___ DATA PROVIDED
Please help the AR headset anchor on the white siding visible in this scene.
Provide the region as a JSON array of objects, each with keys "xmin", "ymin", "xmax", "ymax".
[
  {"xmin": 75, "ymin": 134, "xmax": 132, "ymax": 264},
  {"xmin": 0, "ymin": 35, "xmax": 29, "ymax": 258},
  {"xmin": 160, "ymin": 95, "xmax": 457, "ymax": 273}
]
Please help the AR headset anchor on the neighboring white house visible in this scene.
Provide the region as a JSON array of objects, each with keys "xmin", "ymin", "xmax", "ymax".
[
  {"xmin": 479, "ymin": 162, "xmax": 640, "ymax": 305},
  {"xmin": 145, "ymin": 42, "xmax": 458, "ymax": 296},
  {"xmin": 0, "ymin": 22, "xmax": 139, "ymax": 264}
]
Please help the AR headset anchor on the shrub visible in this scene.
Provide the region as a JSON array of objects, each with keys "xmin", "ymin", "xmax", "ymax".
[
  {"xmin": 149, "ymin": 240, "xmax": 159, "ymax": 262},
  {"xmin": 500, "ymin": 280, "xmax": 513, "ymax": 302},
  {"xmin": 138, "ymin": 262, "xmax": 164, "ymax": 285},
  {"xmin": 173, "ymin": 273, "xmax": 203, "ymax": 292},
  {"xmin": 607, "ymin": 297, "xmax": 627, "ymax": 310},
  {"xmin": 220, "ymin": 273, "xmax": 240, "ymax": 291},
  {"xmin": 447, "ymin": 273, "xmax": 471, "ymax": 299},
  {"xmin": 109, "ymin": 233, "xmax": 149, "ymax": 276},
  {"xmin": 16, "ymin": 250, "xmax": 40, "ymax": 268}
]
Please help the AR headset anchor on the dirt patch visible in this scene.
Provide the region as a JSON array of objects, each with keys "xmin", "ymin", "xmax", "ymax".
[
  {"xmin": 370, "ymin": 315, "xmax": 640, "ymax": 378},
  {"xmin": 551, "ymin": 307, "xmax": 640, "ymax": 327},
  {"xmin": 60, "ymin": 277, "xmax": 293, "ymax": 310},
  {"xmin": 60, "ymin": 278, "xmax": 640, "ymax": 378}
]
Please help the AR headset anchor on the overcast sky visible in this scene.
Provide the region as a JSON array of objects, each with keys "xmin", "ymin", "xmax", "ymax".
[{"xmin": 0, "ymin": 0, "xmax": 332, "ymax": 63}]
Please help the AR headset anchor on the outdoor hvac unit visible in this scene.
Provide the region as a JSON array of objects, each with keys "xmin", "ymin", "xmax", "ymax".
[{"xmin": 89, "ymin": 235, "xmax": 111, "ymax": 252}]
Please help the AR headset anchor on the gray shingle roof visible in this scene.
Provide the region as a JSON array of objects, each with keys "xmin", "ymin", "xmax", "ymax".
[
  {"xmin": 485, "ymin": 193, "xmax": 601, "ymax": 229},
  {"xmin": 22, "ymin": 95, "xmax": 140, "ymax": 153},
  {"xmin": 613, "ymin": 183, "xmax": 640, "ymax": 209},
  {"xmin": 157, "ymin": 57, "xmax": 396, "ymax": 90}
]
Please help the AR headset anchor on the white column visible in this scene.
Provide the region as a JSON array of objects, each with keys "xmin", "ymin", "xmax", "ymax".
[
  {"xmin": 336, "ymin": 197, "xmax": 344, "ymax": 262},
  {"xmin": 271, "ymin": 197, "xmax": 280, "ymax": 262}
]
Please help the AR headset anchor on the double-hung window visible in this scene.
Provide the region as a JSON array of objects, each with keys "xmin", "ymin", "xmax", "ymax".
______
## [WHAT YOU NEED TO DO]
Count the lines in the material above that contain the word "anchor", treating uppercase and lowercase as different. Reply with the number alone.

## [RESPONSE FOR THIS EXERCISE]
9